• [LESETEXT]:
Prekär dank de Maizière
Die öffentliche Hand duldet und fördert unsichere Beschäftigung nebst Armutslöhnen
Das Lächeln auf Georg Niedermüllers Lippen wirkt nicht selbstironisch, sondern bitter. »Bofrost-Fahrer ist eine echt interessante Alternative für mich«, sagt der Essener, der ein Magisterstudium der Geschichte, Slawistik und Politik erfolgreich abgeschlossen hat. Denn wenn er tiefgekühlte Hähnchenflügel und Erbsen mit Möhren transportieren würde, könnte er sich über ein Netto-Einkommen von 1300 Euro im Monat freuen.
So aber muss er mit 980 Euro »Gewinn« überleben. Niedermüller leitet nämlich seit acht Jahren sogenannte Integrationskurse, in denen Flüchtlinge ein bisschen Deutsch, aber wenig über die Integration in Arbeitsmarkt und Gesellschaft lernen, wie der Aktivist der Initiative »Bildung prekär« beklagt.

• [EINTRÄGE DES DATENSATZES]:
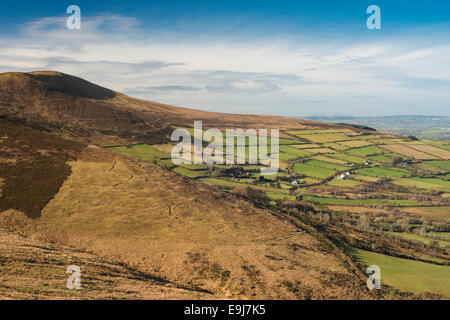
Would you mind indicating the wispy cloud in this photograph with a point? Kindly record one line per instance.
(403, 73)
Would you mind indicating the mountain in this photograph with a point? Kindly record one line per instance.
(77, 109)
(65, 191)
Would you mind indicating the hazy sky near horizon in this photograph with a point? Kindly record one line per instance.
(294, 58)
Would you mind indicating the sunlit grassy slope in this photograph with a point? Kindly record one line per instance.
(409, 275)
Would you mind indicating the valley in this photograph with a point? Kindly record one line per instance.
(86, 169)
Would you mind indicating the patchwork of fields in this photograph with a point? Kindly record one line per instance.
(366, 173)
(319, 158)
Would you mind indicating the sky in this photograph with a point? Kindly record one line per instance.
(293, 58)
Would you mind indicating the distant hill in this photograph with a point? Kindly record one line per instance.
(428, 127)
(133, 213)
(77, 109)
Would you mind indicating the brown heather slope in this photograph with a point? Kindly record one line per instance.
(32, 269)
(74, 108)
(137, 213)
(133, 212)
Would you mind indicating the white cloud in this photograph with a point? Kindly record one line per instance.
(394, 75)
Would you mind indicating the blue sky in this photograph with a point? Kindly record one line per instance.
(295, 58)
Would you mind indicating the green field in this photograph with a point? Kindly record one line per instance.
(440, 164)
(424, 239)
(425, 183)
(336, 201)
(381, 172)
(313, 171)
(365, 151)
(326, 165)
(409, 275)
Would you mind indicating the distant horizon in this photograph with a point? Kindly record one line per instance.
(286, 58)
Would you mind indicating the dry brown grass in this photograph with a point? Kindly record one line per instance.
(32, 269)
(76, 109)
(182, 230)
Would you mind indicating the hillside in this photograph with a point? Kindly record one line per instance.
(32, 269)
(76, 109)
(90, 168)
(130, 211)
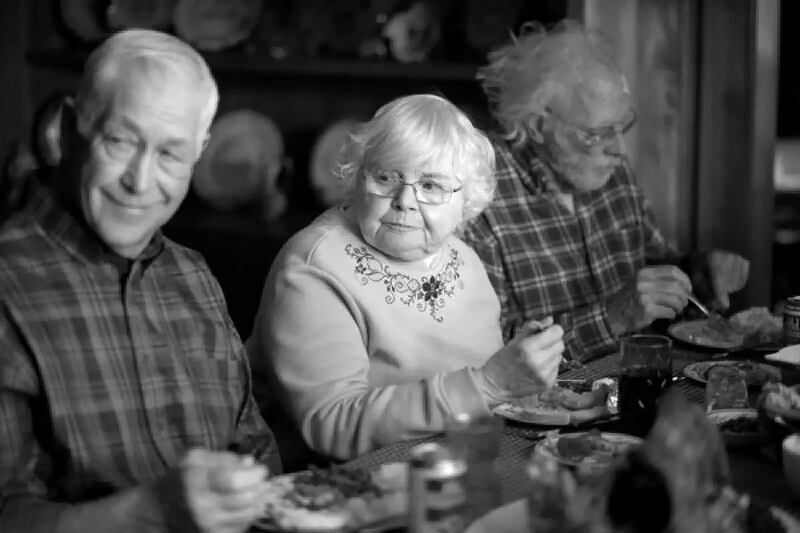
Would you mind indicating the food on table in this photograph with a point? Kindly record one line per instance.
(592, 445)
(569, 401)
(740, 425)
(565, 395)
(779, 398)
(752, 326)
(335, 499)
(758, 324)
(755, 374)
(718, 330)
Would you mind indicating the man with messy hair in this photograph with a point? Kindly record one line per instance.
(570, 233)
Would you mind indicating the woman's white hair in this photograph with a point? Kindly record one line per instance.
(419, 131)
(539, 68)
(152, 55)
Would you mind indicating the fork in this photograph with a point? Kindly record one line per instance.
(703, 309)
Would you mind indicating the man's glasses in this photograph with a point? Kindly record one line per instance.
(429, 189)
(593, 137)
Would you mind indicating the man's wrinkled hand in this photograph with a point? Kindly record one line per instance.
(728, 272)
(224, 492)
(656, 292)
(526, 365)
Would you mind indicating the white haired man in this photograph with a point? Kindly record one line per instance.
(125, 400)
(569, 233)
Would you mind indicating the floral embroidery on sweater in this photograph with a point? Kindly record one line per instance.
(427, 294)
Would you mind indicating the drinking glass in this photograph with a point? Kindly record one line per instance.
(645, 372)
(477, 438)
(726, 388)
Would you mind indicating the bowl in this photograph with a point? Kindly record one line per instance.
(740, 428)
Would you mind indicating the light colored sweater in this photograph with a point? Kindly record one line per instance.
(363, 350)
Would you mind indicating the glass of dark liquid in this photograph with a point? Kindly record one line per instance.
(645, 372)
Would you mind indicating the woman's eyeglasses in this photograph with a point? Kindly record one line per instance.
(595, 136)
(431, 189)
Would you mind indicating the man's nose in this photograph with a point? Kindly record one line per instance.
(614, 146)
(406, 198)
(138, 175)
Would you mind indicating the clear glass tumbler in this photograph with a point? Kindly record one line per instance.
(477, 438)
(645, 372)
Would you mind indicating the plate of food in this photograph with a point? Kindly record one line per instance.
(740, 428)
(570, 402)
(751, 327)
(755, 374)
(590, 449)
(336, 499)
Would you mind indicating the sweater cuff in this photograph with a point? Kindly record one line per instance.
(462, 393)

• [ZU LÖSENDE AUFGABEN]:
- a) Gib aus dem Lesetext alles von „Prekär dank de“ bis hinunter zu „im Monat freuen.“ wortgetreu aus.
- b) Nenne alle Fächer, die Georg Niedermüller laut dem Lesetext in seinem Magisterstudium studiert hat.

• [LÖSUNGEN DER AUFGABEN]:
- a)
Prekär dank de Maizière
Die öffentliche Hand duldet und fördert unsichere Beschäftigung nebst Armutslöhnen
Das Lächeln auf Georg Niedermüllers Lippen wirkt nicht selbstironisch, sondern bitter. »Bofrost-Fahrer ist eine echt interessante Alternative für mich«, sagt der Essener, der ein Magisterstudium der Geschichte, Slawistik und Politik erfolgreich abgeschlossen hat. Denn wenn er tiefgekühlte Hähnchenflügel und Erbsen mit Möhren transportieren würde, könnte er sich über ein Netto-Einkommen von 1300 Euro im Monat freuen.

- b) Geschichte, Slawistik, Politik